YOUR INSTRUCTIONS: Starting at the line that contains "indicate: dog's ear" and continuing through the last line of the items, reproduce every line, requests included. Multiply each x and y coordinate in the answers by 1.9 and round to a whole number, rounding halves up, while leaving the numbers in the requests and their format samples unchanged.

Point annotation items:
○ ○ ○ ○ ○ ○ ○

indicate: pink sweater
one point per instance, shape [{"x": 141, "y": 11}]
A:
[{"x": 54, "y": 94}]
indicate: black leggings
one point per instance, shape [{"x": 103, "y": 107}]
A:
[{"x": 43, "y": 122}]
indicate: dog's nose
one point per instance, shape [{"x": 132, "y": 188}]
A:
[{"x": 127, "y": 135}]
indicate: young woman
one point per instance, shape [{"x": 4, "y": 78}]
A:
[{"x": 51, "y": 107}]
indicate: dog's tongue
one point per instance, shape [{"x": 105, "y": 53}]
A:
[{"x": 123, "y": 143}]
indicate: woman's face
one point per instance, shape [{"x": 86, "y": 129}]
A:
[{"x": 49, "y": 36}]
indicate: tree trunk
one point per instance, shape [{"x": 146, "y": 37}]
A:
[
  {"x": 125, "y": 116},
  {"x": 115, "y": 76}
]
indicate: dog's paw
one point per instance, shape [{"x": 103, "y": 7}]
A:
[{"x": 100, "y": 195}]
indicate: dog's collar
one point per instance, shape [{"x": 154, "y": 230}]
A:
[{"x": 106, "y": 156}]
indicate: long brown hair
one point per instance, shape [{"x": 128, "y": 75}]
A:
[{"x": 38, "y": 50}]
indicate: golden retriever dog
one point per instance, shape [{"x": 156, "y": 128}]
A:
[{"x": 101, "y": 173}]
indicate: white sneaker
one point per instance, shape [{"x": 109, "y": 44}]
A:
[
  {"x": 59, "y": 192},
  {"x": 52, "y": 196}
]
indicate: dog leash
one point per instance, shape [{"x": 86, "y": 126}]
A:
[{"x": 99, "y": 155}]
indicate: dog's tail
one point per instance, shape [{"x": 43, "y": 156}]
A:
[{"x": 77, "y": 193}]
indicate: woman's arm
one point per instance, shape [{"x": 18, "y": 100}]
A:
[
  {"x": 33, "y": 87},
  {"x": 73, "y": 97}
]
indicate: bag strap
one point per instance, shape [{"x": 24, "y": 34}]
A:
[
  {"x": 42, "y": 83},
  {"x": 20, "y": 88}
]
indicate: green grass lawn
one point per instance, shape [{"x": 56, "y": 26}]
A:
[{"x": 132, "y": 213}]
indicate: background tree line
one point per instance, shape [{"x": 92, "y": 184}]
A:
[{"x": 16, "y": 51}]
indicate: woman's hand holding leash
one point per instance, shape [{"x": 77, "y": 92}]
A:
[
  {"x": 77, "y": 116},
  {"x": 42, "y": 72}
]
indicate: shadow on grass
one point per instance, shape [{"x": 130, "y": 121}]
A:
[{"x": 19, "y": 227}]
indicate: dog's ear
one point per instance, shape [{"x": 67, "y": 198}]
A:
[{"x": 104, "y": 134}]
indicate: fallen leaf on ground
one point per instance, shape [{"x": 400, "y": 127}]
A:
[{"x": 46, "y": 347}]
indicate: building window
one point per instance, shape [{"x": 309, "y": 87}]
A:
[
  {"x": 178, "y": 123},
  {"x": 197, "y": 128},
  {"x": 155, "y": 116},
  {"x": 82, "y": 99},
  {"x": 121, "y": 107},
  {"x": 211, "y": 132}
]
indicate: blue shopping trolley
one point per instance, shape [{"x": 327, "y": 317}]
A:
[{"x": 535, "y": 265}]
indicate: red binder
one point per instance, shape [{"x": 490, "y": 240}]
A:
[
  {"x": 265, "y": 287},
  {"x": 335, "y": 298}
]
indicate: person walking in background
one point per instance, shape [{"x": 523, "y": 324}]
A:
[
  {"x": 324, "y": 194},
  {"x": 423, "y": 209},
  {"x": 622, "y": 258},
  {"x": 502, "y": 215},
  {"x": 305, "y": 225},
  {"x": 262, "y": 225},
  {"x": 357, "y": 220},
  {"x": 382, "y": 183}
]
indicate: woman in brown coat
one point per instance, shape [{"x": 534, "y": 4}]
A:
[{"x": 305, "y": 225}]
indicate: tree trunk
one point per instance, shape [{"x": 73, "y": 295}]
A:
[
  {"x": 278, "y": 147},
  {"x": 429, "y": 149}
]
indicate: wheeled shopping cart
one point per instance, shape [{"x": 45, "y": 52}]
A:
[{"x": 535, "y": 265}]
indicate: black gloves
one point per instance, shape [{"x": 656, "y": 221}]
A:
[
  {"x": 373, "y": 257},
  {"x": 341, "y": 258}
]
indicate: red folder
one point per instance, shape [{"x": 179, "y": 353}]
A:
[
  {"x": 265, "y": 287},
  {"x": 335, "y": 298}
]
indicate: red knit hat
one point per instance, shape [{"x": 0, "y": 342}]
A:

○ ○ ○ ○ ○ ○ ○

THE SOLUTION:
indicate: dog's ear
one point per instance, shape [{"x": 67, "y": 198}]
A:
[{"x": 198, "y": 255}]
indicate: fallen leaf on ground
one point per instance, shape [{"x": 400, "y": 127}]
A:
[{"x": 87, "y": 659}]
indicate: building window
one point per instance, shape [{"x": 309, "y": 87}]
A:
[
  {"x": 338, "y": 234},
  {"x": 374, "y": 243},
  {"x": 295, "y": 220},
  {"x": 156, "y": 188},
  {"x": 230, "y": 203},
  {"x": 401, "y": 251}
]
indicate: blue shopping trolley
one point per instance, shape [{"x": 327, "y": 317}]
A:
[{"x": 1017, "y": 504}]
indicate: red binder
one point per instance, shape [{"x": 490, "y": 240}]
A:
[
  {"x": 504, "y": 545},
  {"x": 637, "y": 566}
]
indicate: person walking in background
one point per instance, shape [{"x": 523, "y": 324}]
A:
[
  {"x": 616, "y": 369},
  {"x": 804, "y": 397},
  {"x": 1182, "y": 490},
  {"x": 954, "y": 409},
  {"x": 580, "y": 428},
  {"x": 498, "y": 428},
  {"x": 678, "y": 418},
  {"x": 726, "y": 348}
]
indicate: woman in brown coat
one point per instance, shape [{"x": 534, "y": 4}]
A:
[{"x": 580, "y": 428}]
indicate: tree trunk
one point per instance, shape [{"x": 73, "y": 295}]
A:
[
  {"x": 528, "y": 279},
  {"x": 815, "y": 283}
]
indicate: wheeled shopping cart
one point per instance, shape [{"x": 45, "y": 52}]
A:
[{"x": 1017, "y": 504}]
indicate: black gloves
one point per instance, shape [{"x": 656, "y": 221}]
A:
[
  {"x": 709, "y": 488},
  {"x": 648, "y": 490}
]
indicate: red folder
one point per instance, shape [{"x": 179, "y": 353}]
A:
[
  {"x": 504, "y": 545},
  {"x": 637, "y": 566}
]
indicate: red knit hat
one point per instance, shape [{"x": 0, "y": 342}]
A:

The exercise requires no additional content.